• **Objectifs**
• 1. Répondez aux questions suivantes à partir du texte sur la circulation à Moscou.
(a) Quel nom les Russes donnent-ils au dynamisme que vante la publicité ?
(b) Qu'est-ce que la police russe a choisi de placer au bord de la route, et sous quelle forme ?
(c) Combien de voitures circulent aujourd'hui à Moscou, d'après Valentin ?
• 2. Recopiez le passage du texte sur la circulation à Moscou qui commence par « Et là, même » et se termine par « un parasite gênant. ».

Et là, même les Lada bas de gamme peuvent, le temps d’une éclair, prendre le dessus sur une voiture étrangère puissante et couteuse.
Car c’est précisément le dynamisme, appelé “drive” par les Russes, que la publicité vante constamment.
La sécurité, d’ailleurs, n’est évoquée qu’en passant.
Quant à l’écologie, c’est une valeur éphémère et douteuse avec laquelle on n’attire point le Russe… et qui n’est que très rarement revendiquée.
Le système “start and stop” (qui éteint temporairement le moteur quand on appuie sur la pédale de frein afin de ne pas enfumer sans raison dans les bouchons et aux feux) n’est perçu que comme un parasite gênant.
C’est que le “rallumage” est trop long, excusez-moi mais deux secondes, tout de même…
“Non seulement tu ne peux doubler personne aux feux, mais tu risques d’enrager le flux nerveux des automobilistes moscovites”.. m’a dit mon taximan…, “derrière l’indolent, les klaxons nerveux commenceront à résonner…, en plus, l’allumage fréquent du moteur est une usure inutile. Et même si cette dernière est microscopique, une voiture achetée avec mes deniers kopeks vaut plus que toute l’écologie du monde”.
Nous savons tous que l’homme est un chasseur !!!!
La police russe a bien compris, que les radars et les procès verbaux ne font pas ralentir les grosses berlines, ils dès-lors décidé de mettre des femmes en bikinis sur le bord de la route mais comme la température est souvent un peu fraiche…, ils ont choisi de les mettre en carton… et je peux vous dire que l’idée est très bonne même un peu trop, car les véhicules ralentissent jusqu’à créer des bouchons !!!
Certains automobilistes s’arrêtent même pour y faire quelques photos avec les filles en carton , comme quoi la méthode russe marche mieux que nos radars automatiques mais bien moins rémunératrice !!!!
Il est un sujet sur lequel les Moscovites sont nostalgiques de l’époque soviétique, c’est bien celui de la circulation automobile.
Aisée il y a quatorze ans à l’époque de l’URSS, quand les véhicules étaient rares, la circulation dans Moscou est désormais un vrai casse-tête.
Le thème, ressassé à l’envi, est devenu la bête noire de la municipalité, le cauchemar de la police de la route.
La municipalité de Moscou n’en finit plus de se pencher sur le problème.
Un système coordonné de fonctionnement des feux est à l’étude.
Le maire, Iouri Loujkov, parle de construire un périphérique supplémentaire : “Un cautère sur une jambe de bois”, maugrée Valentin, un retraité de l’armée qui améliore son ordinaire en faisant du voiturage et perd des heures chaque jour dans les embouteillages, “le problème, c’est qu’il y a de plus en plus de voitures. Aujourd’hui, 3 millions circulent. Comment les absorber ? Moscou est devenue trop petite”, argue-t-il.

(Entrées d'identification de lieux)
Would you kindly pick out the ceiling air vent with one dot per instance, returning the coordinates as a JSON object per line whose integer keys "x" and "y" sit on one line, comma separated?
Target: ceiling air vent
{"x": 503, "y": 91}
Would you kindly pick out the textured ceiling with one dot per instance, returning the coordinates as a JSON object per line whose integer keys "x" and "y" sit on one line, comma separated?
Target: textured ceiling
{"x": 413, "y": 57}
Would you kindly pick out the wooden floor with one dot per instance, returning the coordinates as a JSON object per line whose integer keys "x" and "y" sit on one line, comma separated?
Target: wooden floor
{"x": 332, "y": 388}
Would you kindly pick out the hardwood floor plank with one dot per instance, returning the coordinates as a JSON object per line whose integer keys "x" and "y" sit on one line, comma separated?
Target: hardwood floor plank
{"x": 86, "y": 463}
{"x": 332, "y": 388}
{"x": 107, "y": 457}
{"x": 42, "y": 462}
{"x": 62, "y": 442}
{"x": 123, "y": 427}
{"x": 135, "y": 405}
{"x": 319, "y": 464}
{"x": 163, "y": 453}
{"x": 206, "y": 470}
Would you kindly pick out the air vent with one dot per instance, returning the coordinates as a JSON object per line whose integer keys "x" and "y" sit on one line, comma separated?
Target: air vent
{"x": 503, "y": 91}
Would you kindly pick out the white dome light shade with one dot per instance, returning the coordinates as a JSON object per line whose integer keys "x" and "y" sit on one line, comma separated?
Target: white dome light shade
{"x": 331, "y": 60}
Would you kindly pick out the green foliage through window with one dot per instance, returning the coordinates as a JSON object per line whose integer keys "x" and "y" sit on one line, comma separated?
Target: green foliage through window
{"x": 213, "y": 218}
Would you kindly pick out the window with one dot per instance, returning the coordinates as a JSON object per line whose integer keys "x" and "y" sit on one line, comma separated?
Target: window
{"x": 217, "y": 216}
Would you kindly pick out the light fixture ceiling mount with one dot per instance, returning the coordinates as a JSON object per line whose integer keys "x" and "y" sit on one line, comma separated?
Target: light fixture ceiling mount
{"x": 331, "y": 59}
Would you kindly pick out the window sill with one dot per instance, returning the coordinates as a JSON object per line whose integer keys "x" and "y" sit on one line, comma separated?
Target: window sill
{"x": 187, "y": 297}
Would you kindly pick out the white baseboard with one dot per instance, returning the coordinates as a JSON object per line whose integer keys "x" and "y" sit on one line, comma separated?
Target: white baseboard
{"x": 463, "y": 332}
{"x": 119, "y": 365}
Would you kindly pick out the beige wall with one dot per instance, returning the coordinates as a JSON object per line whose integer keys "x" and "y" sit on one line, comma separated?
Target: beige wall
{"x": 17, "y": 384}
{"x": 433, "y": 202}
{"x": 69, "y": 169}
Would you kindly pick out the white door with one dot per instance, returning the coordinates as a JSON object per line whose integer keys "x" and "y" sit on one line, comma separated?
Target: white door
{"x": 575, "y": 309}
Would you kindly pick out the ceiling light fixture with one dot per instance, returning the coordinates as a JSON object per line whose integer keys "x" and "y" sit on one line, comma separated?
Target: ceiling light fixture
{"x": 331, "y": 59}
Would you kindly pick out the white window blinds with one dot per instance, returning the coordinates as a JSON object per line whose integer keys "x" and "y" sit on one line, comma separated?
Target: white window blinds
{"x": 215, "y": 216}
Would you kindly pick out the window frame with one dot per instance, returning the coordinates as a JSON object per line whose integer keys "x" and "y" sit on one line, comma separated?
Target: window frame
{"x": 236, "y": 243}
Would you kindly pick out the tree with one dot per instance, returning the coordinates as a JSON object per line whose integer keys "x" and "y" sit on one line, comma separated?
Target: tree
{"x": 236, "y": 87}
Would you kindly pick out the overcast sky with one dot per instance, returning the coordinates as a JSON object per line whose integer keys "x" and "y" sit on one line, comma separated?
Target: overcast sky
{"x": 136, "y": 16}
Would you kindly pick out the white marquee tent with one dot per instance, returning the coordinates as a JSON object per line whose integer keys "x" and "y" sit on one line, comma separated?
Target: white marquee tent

• **Réponses aux exercices**
• 1.
(a) Ils l'appellent « drive ».
(b) Des femmes en bikini, sous forme de silhouettes en carton.
(c) 3 millions.

• 2.
Et là, même les Lada bas de gamme peuvent, le temps d’une éclair, prendre le dessus sur une voiture étrangère puissante et couteuse.
Car c’est précisément le dynamisme, appelé “drive” par les Russes, que la publicité vante constamment.
La sécurité, d’ailleurs, n’est évoquée qu’en passant.
Quant à l’écologie, c’est une valeur éphémère et douteuse avec laquelle on n’attire point le Russe… et qui n’est que très rarement revendiquée.
Le système “start and stop” (qui éteint temporairement le moteur quand on appuie sur la pédale de frein afin de ne pas enfumer sans raison dans les bouchons et aux feux) n’est perçu que comme un parasite gênant.